[[ Given data open ]]

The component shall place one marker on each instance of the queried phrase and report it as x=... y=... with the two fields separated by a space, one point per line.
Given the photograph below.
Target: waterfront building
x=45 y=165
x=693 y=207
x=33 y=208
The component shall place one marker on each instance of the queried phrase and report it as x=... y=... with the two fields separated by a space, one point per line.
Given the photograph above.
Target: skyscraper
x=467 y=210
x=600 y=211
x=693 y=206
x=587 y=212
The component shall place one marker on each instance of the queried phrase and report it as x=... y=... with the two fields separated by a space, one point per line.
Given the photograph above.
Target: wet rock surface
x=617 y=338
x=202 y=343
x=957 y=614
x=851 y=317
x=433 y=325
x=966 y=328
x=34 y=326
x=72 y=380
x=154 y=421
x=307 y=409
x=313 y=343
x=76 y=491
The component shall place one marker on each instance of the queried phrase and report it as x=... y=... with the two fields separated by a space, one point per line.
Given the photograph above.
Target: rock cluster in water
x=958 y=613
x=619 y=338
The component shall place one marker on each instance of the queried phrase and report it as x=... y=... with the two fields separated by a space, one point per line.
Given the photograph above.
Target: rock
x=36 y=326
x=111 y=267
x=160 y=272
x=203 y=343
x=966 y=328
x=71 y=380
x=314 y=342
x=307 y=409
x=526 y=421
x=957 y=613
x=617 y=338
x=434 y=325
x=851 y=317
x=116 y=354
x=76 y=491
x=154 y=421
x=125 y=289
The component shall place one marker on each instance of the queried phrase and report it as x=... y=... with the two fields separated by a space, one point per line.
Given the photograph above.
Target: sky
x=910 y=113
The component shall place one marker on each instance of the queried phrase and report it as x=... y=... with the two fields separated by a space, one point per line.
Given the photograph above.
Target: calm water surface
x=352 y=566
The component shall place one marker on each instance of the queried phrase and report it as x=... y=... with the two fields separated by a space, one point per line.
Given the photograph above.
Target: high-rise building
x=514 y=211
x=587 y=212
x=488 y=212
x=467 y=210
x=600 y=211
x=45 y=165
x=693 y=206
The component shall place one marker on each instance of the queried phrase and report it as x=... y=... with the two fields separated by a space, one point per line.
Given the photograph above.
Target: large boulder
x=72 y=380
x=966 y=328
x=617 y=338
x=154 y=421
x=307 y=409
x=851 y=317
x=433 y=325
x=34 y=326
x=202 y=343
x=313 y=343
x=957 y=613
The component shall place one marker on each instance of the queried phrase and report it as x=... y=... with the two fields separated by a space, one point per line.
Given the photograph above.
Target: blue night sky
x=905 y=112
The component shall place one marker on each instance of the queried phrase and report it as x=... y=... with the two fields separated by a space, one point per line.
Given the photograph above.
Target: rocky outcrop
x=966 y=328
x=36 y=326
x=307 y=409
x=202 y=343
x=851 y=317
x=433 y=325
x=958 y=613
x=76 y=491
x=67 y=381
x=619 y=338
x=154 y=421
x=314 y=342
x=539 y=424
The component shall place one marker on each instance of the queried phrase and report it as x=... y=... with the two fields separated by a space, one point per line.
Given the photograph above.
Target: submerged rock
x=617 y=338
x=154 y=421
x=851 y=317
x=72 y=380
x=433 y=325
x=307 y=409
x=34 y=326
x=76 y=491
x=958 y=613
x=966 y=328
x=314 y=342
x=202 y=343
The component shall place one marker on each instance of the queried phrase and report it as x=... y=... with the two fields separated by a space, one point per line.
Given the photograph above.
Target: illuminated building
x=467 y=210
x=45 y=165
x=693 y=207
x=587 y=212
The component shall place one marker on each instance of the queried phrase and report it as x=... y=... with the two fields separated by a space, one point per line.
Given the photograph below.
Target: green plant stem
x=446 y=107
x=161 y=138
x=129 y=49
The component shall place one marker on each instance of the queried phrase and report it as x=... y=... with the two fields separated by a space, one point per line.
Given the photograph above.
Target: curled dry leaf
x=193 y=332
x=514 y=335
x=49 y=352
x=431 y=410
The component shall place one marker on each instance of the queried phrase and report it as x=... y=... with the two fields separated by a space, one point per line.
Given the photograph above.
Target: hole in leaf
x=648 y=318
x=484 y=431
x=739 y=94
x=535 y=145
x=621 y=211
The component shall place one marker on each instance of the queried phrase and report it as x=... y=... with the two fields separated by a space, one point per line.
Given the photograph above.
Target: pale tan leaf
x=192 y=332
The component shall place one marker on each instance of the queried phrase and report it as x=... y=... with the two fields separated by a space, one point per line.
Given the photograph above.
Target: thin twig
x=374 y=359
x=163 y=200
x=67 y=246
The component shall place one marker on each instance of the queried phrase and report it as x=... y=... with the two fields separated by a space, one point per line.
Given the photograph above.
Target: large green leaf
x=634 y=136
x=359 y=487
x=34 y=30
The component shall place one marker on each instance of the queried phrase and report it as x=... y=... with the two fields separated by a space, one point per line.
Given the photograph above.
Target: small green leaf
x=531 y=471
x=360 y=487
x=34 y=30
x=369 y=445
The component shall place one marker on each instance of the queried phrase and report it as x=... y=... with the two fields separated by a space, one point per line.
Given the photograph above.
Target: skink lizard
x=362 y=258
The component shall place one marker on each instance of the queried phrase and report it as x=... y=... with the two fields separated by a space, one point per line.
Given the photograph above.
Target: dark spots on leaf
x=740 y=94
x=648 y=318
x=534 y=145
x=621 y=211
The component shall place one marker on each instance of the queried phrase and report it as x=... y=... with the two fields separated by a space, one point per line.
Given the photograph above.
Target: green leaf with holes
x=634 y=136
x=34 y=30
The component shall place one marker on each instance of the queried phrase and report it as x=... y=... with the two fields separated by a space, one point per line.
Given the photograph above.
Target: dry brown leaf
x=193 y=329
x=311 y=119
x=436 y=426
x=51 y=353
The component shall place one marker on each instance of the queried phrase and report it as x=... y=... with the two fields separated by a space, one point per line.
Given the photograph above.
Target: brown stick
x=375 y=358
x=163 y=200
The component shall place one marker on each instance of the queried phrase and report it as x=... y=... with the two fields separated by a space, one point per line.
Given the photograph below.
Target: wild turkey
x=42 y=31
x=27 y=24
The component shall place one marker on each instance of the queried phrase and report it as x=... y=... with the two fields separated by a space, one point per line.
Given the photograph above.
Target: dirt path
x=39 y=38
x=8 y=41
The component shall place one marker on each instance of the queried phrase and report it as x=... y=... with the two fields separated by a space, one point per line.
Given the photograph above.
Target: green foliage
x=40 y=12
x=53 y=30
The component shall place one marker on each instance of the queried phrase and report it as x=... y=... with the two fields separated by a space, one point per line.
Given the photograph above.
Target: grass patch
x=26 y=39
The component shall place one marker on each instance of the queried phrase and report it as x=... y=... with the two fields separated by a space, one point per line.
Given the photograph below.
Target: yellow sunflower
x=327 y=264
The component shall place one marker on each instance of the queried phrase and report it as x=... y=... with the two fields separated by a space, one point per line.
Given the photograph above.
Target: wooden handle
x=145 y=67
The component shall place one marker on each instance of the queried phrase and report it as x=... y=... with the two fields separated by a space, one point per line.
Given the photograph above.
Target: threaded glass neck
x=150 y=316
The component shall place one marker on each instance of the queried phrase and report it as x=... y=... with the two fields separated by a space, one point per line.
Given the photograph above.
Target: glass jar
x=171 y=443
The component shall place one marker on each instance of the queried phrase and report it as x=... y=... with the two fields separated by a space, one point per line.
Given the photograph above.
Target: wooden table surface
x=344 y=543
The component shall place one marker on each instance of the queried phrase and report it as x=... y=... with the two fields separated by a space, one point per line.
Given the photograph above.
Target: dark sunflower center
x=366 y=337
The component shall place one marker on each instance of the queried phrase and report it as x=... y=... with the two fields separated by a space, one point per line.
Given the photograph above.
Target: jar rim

[[ Given data closed ]]

◆ How to complete this task
For every entry in the records above, write an exact copy.

◆ Finished exercise
The component shall place one marker on each instance of the queried phrase and report it as x=... y=... with the two fields separated by a space, one point per line.
Given the photograph below.
Target: waterfront building
x=45 y=165
x=693 y=207
x=33 y=208
The component shall place one marker on each instance of the queried phrase and report it as x=... y=... with the two fields separated by a space, one point per line.
Given the photograph above.
Target: skyscraper
x=467 y=210
x=600 y=211
x=693 y=206
x=587 y=212
The component shall place one marker on each instance of the queried phrase and report it as x=... y=... with the two fields separated by a space, one point per line.
Given the photograph above.
Target: wet rock surface
x=617 y=338
x=202 y=343
x=957 y=614
x=851 y=317
x=433 y=325
x=966 y=328
x=34 y=326
x=72 y=380
x=154 y=421
x=307 y=409
x=313 y=343
x=76 y=491
The component shall place one marker on each instance of the queried phrase and report it as x=... y=... with the two fields separated by a space, one point per line.
Given the photograph above.
Target: rock cluster in water
x=958 y=613
x=619 y=338
The component shall place one marker on each instance of the queried phrase and report it as x=... y=... with the two fields separated by a space, one point per line.
Given the photograph above.
Target: rock
x=36 y=326
x=111 y=267
x=160 y=272
x=203 y=343
x=966 y=328
x=71 y=380
x=314 y=342
x=307 y=409
x=526 y=421
x=957 y=613
x=617 y=338
x=434 y=325
x=851 y=317
x=116 y=354
x=76 y=491
x=154 y=421
x=125 y=289
The component shall place one marker on each instance of the queried phrase and report it as x=... y=... with the two fields separated by a space, one point per line.
Given the photograph above.
Target: sky
x=910 y=113
The component shall place one marker on each instance of the queried phrase and report it as x=... y=... with the two fields separated by a space, one point per line.
Given the photograph above.
Target: calm water surface
x=352 y=566
The component shall place one marker on each instance of the queried phrase and report it as x=... y=... with the two fields separated by a space, one point per line.
Given the photograph above.
Target: high-rise building
x=514 y=211
x=587 y=212
x=488 y=212
x=467 y=210
x=600 y=211
x=45 y=165
x=693 y=206
The component shall place one marker on each instance of the queried phrase and report it as x=... y=... with the two fields separated by a space, one point per line.
Given the photograph above.
Target: large boulder
x=72 y=380
x=966 y=328
x=617 y=338
x=154 y=421
x=307 y=409
x=851 y=317
x=433 y=325
x=34 y=326
x=202 y=343
x=313 y=343
x=957 y=613
The component shall place one marker on each instance of the queried phrase and report it as x=... y=... with the two fields separated by a space, one point per line.
Given the photograph above.
Target: blue night sky
x=905 y=112
The component shall place one marker on each instance of the queried phrase and report it as x=... y=... with the two fields separated by a space, one point per line.
Given the photograph above.
Target: rocky outcrop
x=966 y=328
x=36 y=326
x=307 y=409
x=202 y=343
x=851 y=317
x=433 y=325
x=958 y=613
x=76 y=491
x=67 y=381
x=619 y=338
x=154 y=421
x=314 y=342
x=539 y=424
The component shall place one marker on each instance of the queried phrase and report it as x=... y=... with the two fields separated by a space, one point per line.
Given the photograph above.
Target: submerged rock
x=617 y=338
x=154 y=421
x=851 y=317
x=72 y=380
x=433 y=325
x=307 y=409
x=34 y=326
x=76 y=491
x=958 y=613
x=966 y=328
x=314 y=342
x=202 y=343
The component shall place one marker on each instance of the queried phrase and report it as x=... y=... with the two fields separated by a space, one point per line.
Given the photograph above.
Target: illuminated building
x=467 y=210
x=45 y=165
x=693 y=207
x=587 y=212
The component shall place one marker on each instance of the queried phrase and report it as x=... y=... with the two fields separated by a space, one point per line.
Given the photograph below.
Target: green plant stem
x=446 y=107
x=161 y=138
x=129 y=49
The component shall place one marker on each instance of the queried phrase and report it as x=... y=... with the two fields separated by a space, one point per line.
Given the photograph above.
Target: curled dry leaf
x=193 y=332
x=514 y=335
x=49 y=352
x=431 y=410
The component shall place one marker on each instance of the queried phrase and report it as x=... y=... with the two fields separated by a space, one point per line.
Given the photograph above.
Target: hole in leaf
x=648 y=318
x=484 y=431
x=739 y=94
x=535 y=145
x=621 y=211
The component shall place one marker on each instance of the queried phrase and report it as x=... y=... with the two fields separated by a space, one point per line.
Given the photograph above.
Target: pale tan leaf
x=192 y=332
The component shall place one marker on each instance of the queried phrase and report it as x=... y=... with the two fields separated by a space, one point per line.
Given the photograph above.
Target: thin twig
x=374 y=359
x=163 y=200
x=67 y=246
The component shall place one marker on each instance of the queried phrase and report it as x=... y=... with the two fields separated by a space, one point per line.
Given the photograph above.
Target: large green leaf
x=634 y=136
x=359 y=487
x=34 y=30
The component shall place one marker on each instance of the queried phrase and report it as x=... y=... with the two fields separated by a space, one point per line.
Given the photograph above.
Target: small green leaf
x=531 y=471
x=360 y=487
x=34 y=30
x=369 y=445
The component shall place one marker on each instance of the queried phrase and report it as x=... y=... with the two fields separated by a space, one point per line.
Given the photograph above.
Target: skink lizard
x=362 y=258
The component shall place one marker on each instance of the queried phrase and report it as x=... y=... with the two fields separated by a space, one point per line.
Given the photograph above.
Target: dark spots on leaf
x=740 y=94
x=648 y=318
x=534 y=145
x=621 y=211
The component shall place one marker on each instance of the queried phrase and report it as x=... y=... with the two fields separated by a space, one point per line.
Given the photograph above.
Target: green leaf with holes
x=634 y=136
x=34 y=30
The component shall place one marker on each instance of the queried phrase and report it as x=... y=... with the two fields separated by a space, one point per line.
Given the photograph above.
Target: dry brown leaf
x=193 y=329
x=311 y=119
x=436 y=426
x=51 y=353
The component shall place one marker on each instance of the queried phrase and report it as x=... y=... with the two fields separated by a space, one point per line.
Given the photograph above.
Target: brown stick
x=375 y=358
x=163 y=200
The component shall place one marker on each instance of the queried phrase and report it as x=... y=... with the two fields separated by a space, one point per line.
Given the photograph below.
Target: wild turkey
x=42 y=31
x=27 y=24
The component shall place one marker on each instance of the queried phrase and report it as x=... y=... with the two fields separated by a space, one point per line.
Given the photograph above.
Target: dirt path
x=39 y=38
x=8 y=41
The component shall place one marker on each instance of the queried phrase and report it as x=... y=... with the two fields separated by a space, one point per line.
Given the photograph above.
Target: green foliage
x=40 y=12
x=53 y=30
The component shall place one marker on each instance of the queried phrase and report it as x=... y=... with the two fields separated by a space, one point per line.
Given the photograph above.
Target: grass patch
x=26 y=39
The component shall place one marker on each instance of the queried phrase and report it as x=... y=... with the two fields separated by a space, one point per line.
Given the photograph below.
Target: yellow sunflower
x=327 y=264
The component shall place one marker on each instance of the queried phrase and report it as x=... y=... with the two fields separated by a space, one point per line.
Given the photograph above.
Target: wooden handle
x=145 y=67
The component shall place one marker on each instance of the queried phrase and report it as x=... y=... with the two fields separated by a space, one point per line.
Given the photograph above.
Target: threaded glass neck
x=150 y=316
The component shall place one marker on each instance of the queried phrase and report it as x=... y=... with the two fields separated by a space, one point per line.
Given the photograph above.
Target: glass jar
x=171 y=443
The component shall place one marker on each instance of the queried phrase and report it as x=... y=... with the two fields separated by a space, one point per line.
Given the photograph above.
Target: wooden table surface
x=344 y=543
The component shall place one marker on each instance of the queried phrase and report it as x=... y=... with the two fields separated by a space, one point per line.
Given the photograph above.
Target: dark sunflower center
x=366 y=337
The component shall place one marker on each instance of the queried phrase and report it as x=... y=... with the two fields separated by a space, one point per line.
Given the photograph above.
Target: jar rim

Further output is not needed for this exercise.